++++ TASK INPUT ++++
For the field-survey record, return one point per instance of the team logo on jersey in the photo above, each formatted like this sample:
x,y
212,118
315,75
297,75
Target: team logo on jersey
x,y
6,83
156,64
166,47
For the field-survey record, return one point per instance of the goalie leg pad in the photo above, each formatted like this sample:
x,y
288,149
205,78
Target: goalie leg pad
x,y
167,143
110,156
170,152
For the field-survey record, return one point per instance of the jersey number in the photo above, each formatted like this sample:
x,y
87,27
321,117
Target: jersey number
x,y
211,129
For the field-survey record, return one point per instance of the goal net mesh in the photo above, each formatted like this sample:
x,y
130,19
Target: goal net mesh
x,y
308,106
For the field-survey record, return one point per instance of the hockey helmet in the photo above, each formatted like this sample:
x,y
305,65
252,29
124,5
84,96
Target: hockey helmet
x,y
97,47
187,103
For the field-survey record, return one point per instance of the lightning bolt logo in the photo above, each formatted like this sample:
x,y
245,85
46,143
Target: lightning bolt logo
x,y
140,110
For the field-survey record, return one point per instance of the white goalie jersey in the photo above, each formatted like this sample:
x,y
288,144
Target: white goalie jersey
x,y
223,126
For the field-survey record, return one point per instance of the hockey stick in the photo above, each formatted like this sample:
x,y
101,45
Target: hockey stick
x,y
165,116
++++
++++ TASK INPUT ++++
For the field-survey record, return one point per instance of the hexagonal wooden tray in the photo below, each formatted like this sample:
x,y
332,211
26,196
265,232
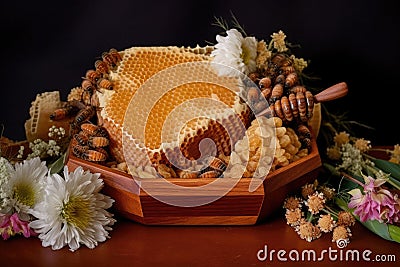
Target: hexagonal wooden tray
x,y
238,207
++++
Find every line in the records above that holds the word "this", and copy each one.

For the field-survey record, return one point per instance of the team logo on jersey in the photo above, each formatted like this sample:
For the field-survey record, return one point per instance of the goalie leg pad in the photo above, each formatted like this sample:
For the field-survey record, return one point per instance of the jersey number in the photo above, each formatted like this sample:
For the field-survey record, return one point per instance of the goal net mesh in the photo above, each formatted like this sample:
For the field-survey record, return one point per instance of the hockey helmet in the photo above, each formatted like this sample:
For the field-survey record, return one point per instance of the lightning bolt logo in the photo above, each formatted like this sample:
For the field-survey record, return one point per instance of the white goalie jersey in the photo above, each formatted like this sample:
For the field-survey record, return one point per instance of the hockey stick in the photo above, each formatted like this sample:
For the field-survey record, return one point per instance of the hexagonal wooden tray in the photo below, each formatted like this sample:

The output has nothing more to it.